_Problem requirements_:
Retype all of the entries below, reproducing every line without any changes.

[Records from a dataset]
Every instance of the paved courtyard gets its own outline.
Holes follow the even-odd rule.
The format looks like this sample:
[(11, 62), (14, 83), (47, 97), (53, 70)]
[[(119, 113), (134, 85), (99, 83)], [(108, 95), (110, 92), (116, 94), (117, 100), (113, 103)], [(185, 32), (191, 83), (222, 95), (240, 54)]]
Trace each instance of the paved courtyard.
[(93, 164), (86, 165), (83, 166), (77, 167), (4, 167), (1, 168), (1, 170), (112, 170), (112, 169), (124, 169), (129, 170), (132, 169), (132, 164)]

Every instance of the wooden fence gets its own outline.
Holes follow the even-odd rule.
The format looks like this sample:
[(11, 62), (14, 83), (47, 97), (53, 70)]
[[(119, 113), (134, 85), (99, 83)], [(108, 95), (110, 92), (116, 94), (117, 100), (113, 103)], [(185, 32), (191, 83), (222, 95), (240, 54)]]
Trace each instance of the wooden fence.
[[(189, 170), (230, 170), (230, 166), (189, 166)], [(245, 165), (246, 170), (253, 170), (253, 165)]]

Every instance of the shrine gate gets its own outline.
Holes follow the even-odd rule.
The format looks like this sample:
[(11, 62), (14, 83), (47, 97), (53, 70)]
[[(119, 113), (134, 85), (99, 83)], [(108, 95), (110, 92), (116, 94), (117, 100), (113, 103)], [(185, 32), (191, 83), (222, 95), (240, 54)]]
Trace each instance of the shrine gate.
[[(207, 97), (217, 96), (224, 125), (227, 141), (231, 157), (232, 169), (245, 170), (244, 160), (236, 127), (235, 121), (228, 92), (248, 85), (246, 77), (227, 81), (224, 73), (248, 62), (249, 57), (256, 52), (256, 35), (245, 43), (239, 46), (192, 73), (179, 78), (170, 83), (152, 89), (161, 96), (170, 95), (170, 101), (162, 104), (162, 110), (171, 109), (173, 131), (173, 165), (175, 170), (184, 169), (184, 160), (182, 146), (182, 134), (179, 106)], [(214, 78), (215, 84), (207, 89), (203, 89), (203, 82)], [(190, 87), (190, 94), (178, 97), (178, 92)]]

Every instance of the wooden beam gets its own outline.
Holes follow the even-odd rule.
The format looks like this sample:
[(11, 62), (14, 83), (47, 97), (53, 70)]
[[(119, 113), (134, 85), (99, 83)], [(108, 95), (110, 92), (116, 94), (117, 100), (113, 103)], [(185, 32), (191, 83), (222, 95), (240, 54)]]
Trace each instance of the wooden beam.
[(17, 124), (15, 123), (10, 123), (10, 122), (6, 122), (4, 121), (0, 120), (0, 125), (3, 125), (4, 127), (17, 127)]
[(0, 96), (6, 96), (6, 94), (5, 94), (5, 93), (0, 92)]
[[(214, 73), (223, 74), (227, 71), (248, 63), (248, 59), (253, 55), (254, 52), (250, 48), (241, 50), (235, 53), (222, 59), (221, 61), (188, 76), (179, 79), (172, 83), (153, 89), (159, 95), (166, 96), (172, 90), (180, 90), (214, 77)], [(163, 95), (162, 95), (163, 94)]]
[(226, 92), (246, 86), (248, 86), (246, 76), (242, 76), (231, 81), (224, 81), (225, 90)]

_Finished exercise_:
Every instance of the paved courtyard gets its own outline.
Holes follow the even-odd rule.
The format looks like this sample:
[(11, 62), (14, 83), (47, 97), (53, 70)]
[[(119, 113), (134, 85), (99, 83)], [(108, 95), (110, 92), (116, 94), (117, 100), (113, 103)], [(185, 32), (191, 83), (222, 95), (240, 54)]]
Trace each instance of the paved courtyard.
[(93, 164), (86, 165), (83, 166), (77, 167), (4, 167), (1, 168), (1, 170), (112, 170), (112, 169), (124, 169), (129, 170), (132, 169), (132, 164)]

Every instance of the wooden fence gets its own outline.
Holes follow the even-odd rule.
The format looks like this sample:
[(11, 62), (14, 83), (47, 97), (53, 70)]
[[(119, 113), (134, 85), (99, 83)], [(108, 95), (110, 92), (116, 94), (117, 100), (113, 103)], [(185, 32), (191, 83), (222, 95), (240, 54)]]
Trace each instance of the wooden fence.
[[(189, 170), (230, 170), (230, 166), (189, 166)], [(245, 165), (246, 170), (253, 170), (253, 165)]]

Every instance of the shrine gate gets its own outline.
Holes follow the even-odd rule.
The format looks like this sample:
[(11, 62), (14, 83), (47, 97), (53, 70)]
[[(119, 113), (134, 85), (99, 83)], [(108, 95), (110, 92), (116, 94), (117, 100), (113, 103)], [(185, 32), (191, 83), (222, 95), (240, 54)]]
Trace each instance of the shrine gate.
[[(207, 97), (217, 96), (224, 125), (227, 141), (231, 157), (232, 169), (245, 170), (244, 160), (236, 127), (235, 121), (228, 92), (248, 85), (246, 77), (227, 81), (224, 73), (248, 62), (249, 57), (256, 52), (256, 35), (245, 43), (239, 46), (192, 73), (179, 78), (170, 83), (152, 89), (161, 96), (170, 95), (170, 101), (162, 104), (162, 110), (171, 109), (173, 131), (173, 165), (175, 170), (184, 169), (184, 160), (182, 146), (182, 134), (179, 106)], [(214, 78), (215, 84), (207, 89), (203, 89), (203, 82)], [(190, 87), (190, 94), (178, 97), (178, 92)]]

Every instance of the wooden beam gets its own outline.
Holes follow the even-odd rule.
The format looks like this sample:
[(11, 62), (14, 83), (47, 97), (53, 70)]
[[(119, 113), (134, 85), (99, 83)], [(108, 95), (110, 92), (116, 94), (117, 100), (113, 103)], [(185, 32), (191, 83), (222, 95), (240, 54)]]
Trace each instance of the wooden beam.
[(17, 124), (15, 123), (10, 123), (10, 122), (6, 122), (4, 121), (0, 120), (0, 125), (3, 125), (4, 127), (17, 127)]
[(0, 96), (6, 96), (6, 94), (5, 94), (5, 93), (0, 92)]
[[(214, 73), (223, 74), (227, 71), (248, 63), (248, 59), (253, 55), (254, 52), (250, 48), (241, 50), (235, 53), (222, 59), (221, 61), (188, 76), (179, 79), (172, 83), (153, 89), (159, 95), (166, 96), (172, 90), (180, 90), (214, 77)], [(163, 95), (162, 95), (163, 94)]]
[(226, 92), (246, 86), (248, 86), (246, 76), (242, 76), (231, 81), (224, 81), (225, 90)]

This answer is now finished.